Recorded information ->
• • • • • • •
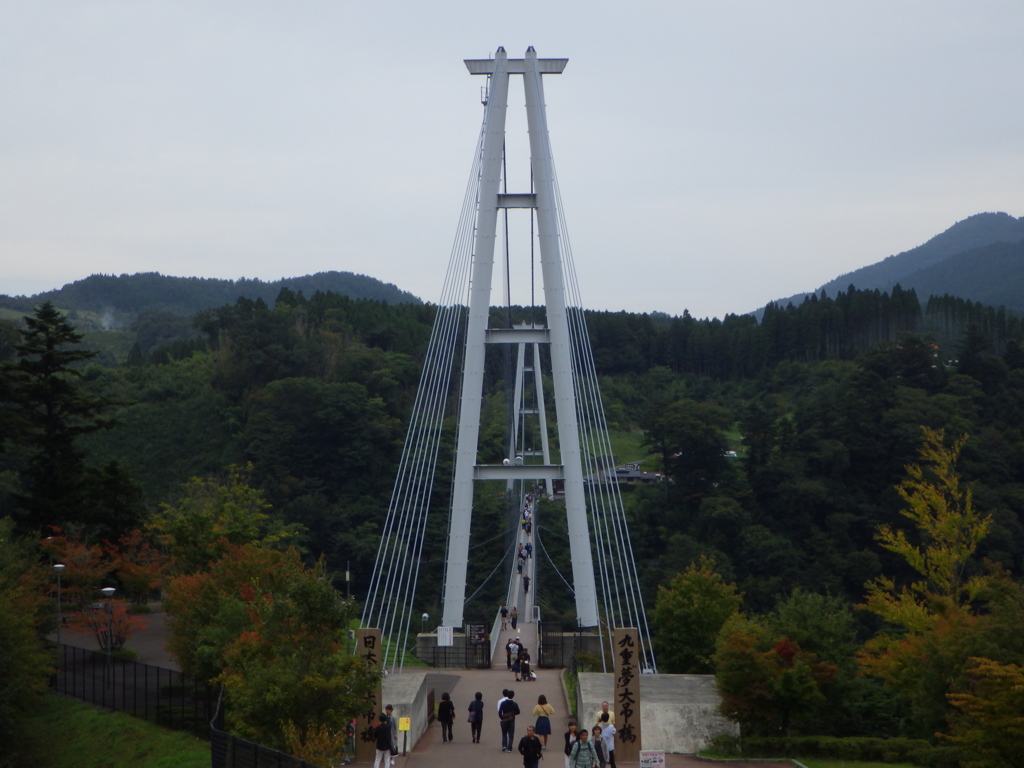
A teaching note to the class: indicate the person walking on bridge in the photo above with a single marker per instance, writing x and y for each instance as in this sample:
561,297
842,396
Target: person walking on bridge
529,748
382,735
476,717
583,755
445,716
543,713
507,714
• • • • • • •
Exercise brief ->
Copy every text line of the records above exactly as it appears, and leave the pictures out of your answer.

Answer to the exercise ->
A teaching note to the class: indicate the person walking on bridge in the photo above with a single marker per instance, writing x and y for each instance as in this sample:
561,297
842,396
Target: person walking on bridge
529,748
382,735
476,717
583,755
445,716
543,713
507,714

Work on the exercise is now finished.